#### PASSAGE TO READ:

* * * *

Re: MaxOffsetNumber for Table AMs

Поиск
Список
Период
Сортировка
От Robert Haas
Тема Re: MaxOffsetNumber for Table AMs
Дата
Msg-id CA+TgmoZ0S5zU4OpBxQvJ_ifu1LDcvc1z6i=XAXnnM29GvB6Hfw@mail.gmail.com
обсуждение исходный текст
Ответ на Re: MaxOffsetNumber for Table AMs  (Matthias van de Meent <boekewurm+postgres@gmail.com>)
Ответы Re: MaxOffsetNumber for Table AMs  (Hannu Krosing <hannuk@google.com>)
Список pgsql-hackers
On Wed, May 5, 2021 at 3:43 PM Matthias van de Meent
<boekewurm+postgres@gmail.com> wrote:
> I believe that it cannot be "just" an additive thing, at least not
> through a normal INCLUDEd column, as you'd get duplicate TIDs in the
> index, with its related problems. You also cannot add it as a key
> column, as this would disable UNIQUE indexes; one of the largest use
> cases of global indexes. So, you must create specialized
> infrastructure for this identifier.
>
> And when we're already adding specialized infrastructure, then this
> should probably be part of a new TID infrastructure.
>
> And if we're going to change TID infrastructure to allow for more
> sizes (as we'd need normal TableAM TIDs, and global index
> partition-identifying TIDs), I'd argue that it should not be too much
> more difficult to create an infrastructure for 'new TID' in which the
> table AM supplies type, size and strict ordering information for these
> 'new TID's.
>
> And if this 'new TID' size is not going to be defined by the index AM
> but by the indexed object (be it a table or a 'global' or whatever
> we'll build indexes on), I see no reason why this 'new TID'
> infrastructure couldn't eventually support variable length TIDs; or
> constant sized usertype TIDs (e.g. the 3 int columns of the primary
> key of a clustered table).

* * * *

#### RECORDED DATA:

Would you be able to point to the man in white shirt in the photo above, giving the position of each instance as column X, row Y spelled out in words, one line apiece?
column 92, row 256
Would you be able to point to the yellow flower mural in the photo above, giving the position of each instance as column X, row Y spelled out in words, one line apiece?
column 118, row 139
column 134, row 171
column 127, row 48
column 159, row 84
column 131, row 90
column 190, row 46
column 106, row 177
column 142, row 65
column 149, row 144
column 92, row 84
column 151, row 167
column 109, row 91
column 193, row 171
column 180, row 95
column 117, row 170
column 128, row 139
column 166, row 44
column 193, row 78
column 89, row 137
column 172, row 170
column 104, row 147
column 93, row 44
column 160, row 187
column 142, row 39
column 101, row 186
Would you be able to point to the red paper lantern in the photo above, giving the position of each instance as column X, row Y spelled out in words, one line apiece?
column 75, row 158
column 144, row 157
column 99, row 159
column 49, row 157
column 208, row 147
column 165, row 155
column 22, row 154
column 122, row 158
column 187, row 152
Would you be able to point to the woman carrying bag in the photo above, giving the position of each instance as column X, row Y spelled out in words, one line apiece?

* * * *

#### EXERCISES TO COMPLETE:
a: Reproduce the post on MaxOffsetNumber for table AMs verbatim, everything from "Список pgsql-hackers" down to "new TID infrastructure.".
b: Write the next part of the post on MaxOffsetNumber for table AMs, picking up right after its final sentence.

#### WRITTEN ANSWERS:
a:
Список pgsql-hackers
On Wed, May 5, 2021 at 3:43 PM Matthias van de Meent
<boekewurm+postgres@gmail.com> wrote:
> I believe that it cannot be "just" an additive thing, at least not
> through a normal INCLUDEd column, as you'd get duplicate TIDs in the
> index, with its related problems. You also cannot add it as a key
> column, as this would disable UNIQUE indexes; one of the largest use
> cases of global indexes. So, you must create specialized
> infrastructure for this identifier.
>
> And when we're already adding specialized infrastructure, then this
> should probably be part of a new TID infrastructure.

b:
>
> The only requirements that I believe to be fundamental for any kind of TID are
>
> 1.) Uniqueness during the lifecycle of the tuple, from creation to
> life to dead to fully dereferenced from all indexes;
> 2.) There exists a strict ordering of all TIDs of that type;
>
> And maybe to supply some form of efficiency to the underlying tableAM:
>
> 3.) There should be an equivalent of bitmap for that TID type.
>
> For the nbtree deduplication subsystem, and for gin posting lists to
> be able to work efficiently, the following must also hold:
>
> 4.) The TID type has a fixed size, preferably efficiently packable.
>
> Only the last requirement cannot be met with varlena TID types. But,
> as I also believe that not all indexes can be expected to work (well)
> for all kinds of TableAM, I don't see how this would be a blocking
> issue.

+1 to all of that.

> Storage gains for index-oriented tables can become as large as the
> size of the primary key by not having to store all primary key values
> in both the index and the table; which can thus be around 100% of a
> table in the least efficient cases of having a PK over all columns.
>
> Yes, this might be indeed only a 'small gain' for access latency, but
> not needing to store another copy of your data (and keeping it in
> cache, etc.) is a significant win in my book.

This is a really good point. Also, if the table is ordered by a
synthetic logical TID, range scans on the primary key will be less
efficient than if the primary key is itself the TID. We have the
ability to CLUSTER on an index for good reasons, and "Automatically
maintain clustering on a table" has been on the todo list forever.
It's hard to imagine this will ever be achieved with the current heap,
though: the way to get there is to have a table AM for which this is
an explicit goal.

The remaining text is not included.